▸ INFORMATION SHOWN
================

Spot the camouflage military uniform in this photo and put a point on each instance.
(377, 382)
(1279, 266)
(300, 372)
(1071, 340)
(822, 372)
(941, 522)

================

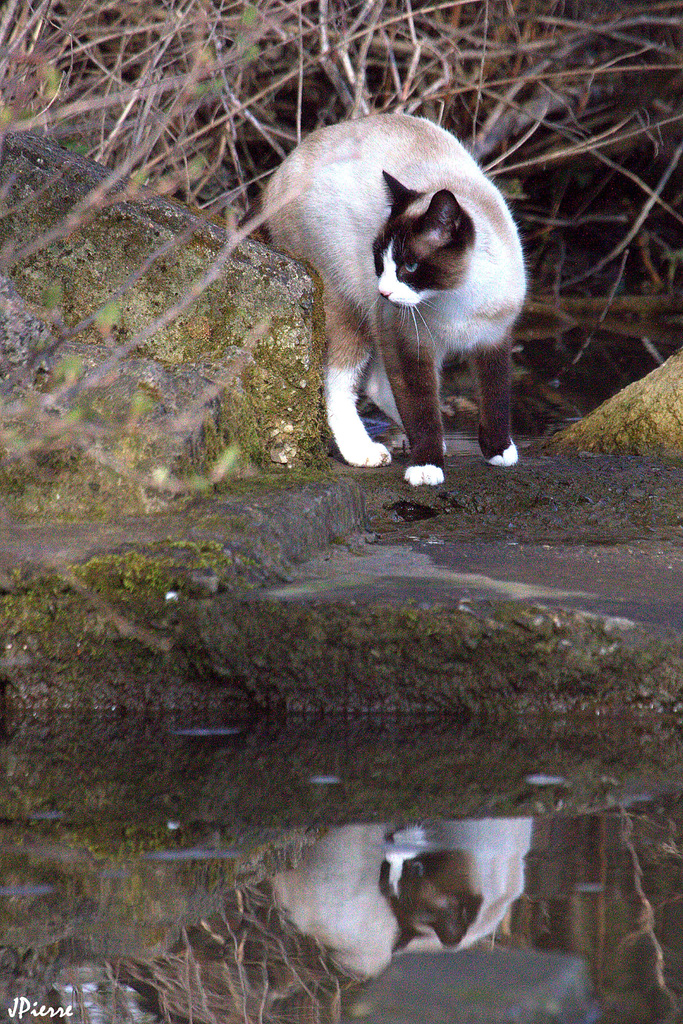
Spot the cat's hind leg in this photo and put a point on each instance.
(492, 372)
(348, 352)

================

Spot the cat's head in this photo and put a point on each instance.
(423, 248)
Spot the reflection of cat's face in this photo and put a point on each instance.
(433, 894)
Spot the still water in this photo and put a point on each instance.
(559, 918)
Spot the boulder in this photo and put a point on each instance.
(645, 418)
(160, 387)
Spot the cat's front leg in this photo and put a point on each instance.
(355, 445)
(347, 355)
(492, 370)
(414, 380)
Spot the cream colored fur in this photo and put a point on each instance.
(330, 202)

================

Locate each line in the material above that contains the string "camouflage" and copy those lines out. Case counts, so match the capitalization shown.

▸ REPLY TO THE TASK
Spot the camouflage military uniform in this photo and put a point on each instance.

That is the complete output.